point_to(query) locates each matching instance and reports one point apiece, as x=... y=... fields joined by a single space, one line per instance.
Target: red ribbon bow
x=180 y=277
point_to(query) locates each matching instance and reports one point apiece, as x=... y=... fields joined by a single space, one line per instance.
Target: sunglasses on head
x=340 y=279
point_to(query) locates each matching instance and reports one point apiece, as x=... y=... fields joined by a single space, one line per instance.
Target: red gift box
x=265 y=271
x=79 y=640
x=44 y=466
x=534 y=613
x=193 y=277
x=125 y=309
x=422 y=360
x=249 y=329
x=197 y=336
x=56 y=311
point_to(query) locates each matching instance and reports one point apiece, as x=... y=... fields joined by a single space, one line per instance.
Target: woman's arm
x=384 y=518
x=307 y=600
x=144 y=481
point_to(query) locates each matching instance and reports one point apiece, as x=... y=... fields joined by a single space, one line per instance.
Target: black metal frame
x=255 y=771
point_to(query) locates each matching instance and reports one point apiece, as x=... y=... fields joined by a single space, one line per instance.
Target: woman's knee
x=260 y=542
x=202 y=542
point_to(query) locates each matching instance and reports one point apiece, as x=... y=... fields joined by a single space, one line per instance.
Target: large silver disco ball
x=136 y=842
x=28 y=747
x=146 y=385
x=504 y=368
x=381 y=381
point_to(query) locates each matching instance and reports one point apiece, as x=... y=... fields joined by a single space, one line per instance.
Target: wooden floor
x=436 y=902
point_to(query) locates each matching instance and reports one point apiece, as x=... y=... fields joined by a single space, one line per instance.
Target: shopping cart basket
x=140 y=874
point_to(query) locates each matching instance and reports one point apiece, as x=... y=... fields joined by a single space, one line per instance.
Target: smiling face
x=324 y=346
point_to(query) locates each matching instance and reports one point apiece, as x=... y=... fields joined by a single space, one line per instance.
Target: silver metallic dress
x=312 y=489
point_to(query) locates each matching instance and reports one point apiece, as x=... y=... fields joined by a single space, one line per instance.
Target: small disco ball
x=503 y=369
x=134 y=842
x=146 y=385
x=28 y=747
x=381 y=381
□ □ □ □ □
### REQUIRED ACTION:
Would you please output every record again, exactly?

### ANSWER FOR THIS EXERCISE:
point_to(query) locates each matching instance and reports one point apiece, as x=... y=... fields joined by a single space, one line per instance.
Target: red ribbon bow
x=180 y=277
point_to(query) locates each matching instance and reports one point apiece, as x=... y=... fields joined by a single space, one line per instance.
Target: sunglasses on head
x=340 y=279
point_to(query) locates each matching instance and reports one point apiece, as x=... y=... fields joined by a single space, one line per instance.
Target: red gift box
x=265 y=271
x=79 y=640
x=44 y=466
x=534 y=613
x=193 y=277
x=125 y=309
x=422 y=360
x=249 y=329
x=197 y=336
x=56 y=311
point_to(query) locates each matching instance and reports one point apiece, as x=... y=... fields joined by a single space, one line per instance.
Target: woman's arm
x=384 y=518
x=307 y=600
x=144 y=481
point_to(query) locates each matching instance and reports one point apiece, as x=... y=... fields joined by a single space, one line per instance.
Target: black metal frame
x=255 y=771
point_to(query) locates each matching instance and reports one point apiece, as x=... y=... fields joined by a single space, one line per instance.
Target: woman's knee
x=260 y=542
x=202 y=542
point_to(query) locates each matching instance and reports one point apiece, as x=... y=... fields joined by a single space, one line per instance.
Target: large silver disco ball
x=136 y=842
x=28 y=747
x=146 y=385
x=504 y=368
x=381 y=381
point_to(query) locates each matching instance and reports one point apiece, as x=... y=... fields joined by a single space, one line per instance.
Target: wooden floor
x=436 y=902
point_to(query) locates each matching instance and reports one point apiece, as x=... y=... fields joined by a single space, one line per instance.
Target: shopping cart basket
x=140 y=874
point_to(query) locates each matching instance and reports one point apiece, as x=... y=... fields joined by a single space, one line per instance.
Target: smiling face
x=324 y=346
point_to(query) locates each matching instance and reports one point apiece, as x=... y=... fields joined by a single space, one line per instance.
Target: silver metallic dress
x=312 y=489
point_to(query) locates each matching instance and reports one point apiece, as x=... y=... fields joined by a single space, one line per instance.
Target: small disco ball
x=503 y=369
x=134 y=842
x=146 y=385
x=28 y=747
x=381 y=381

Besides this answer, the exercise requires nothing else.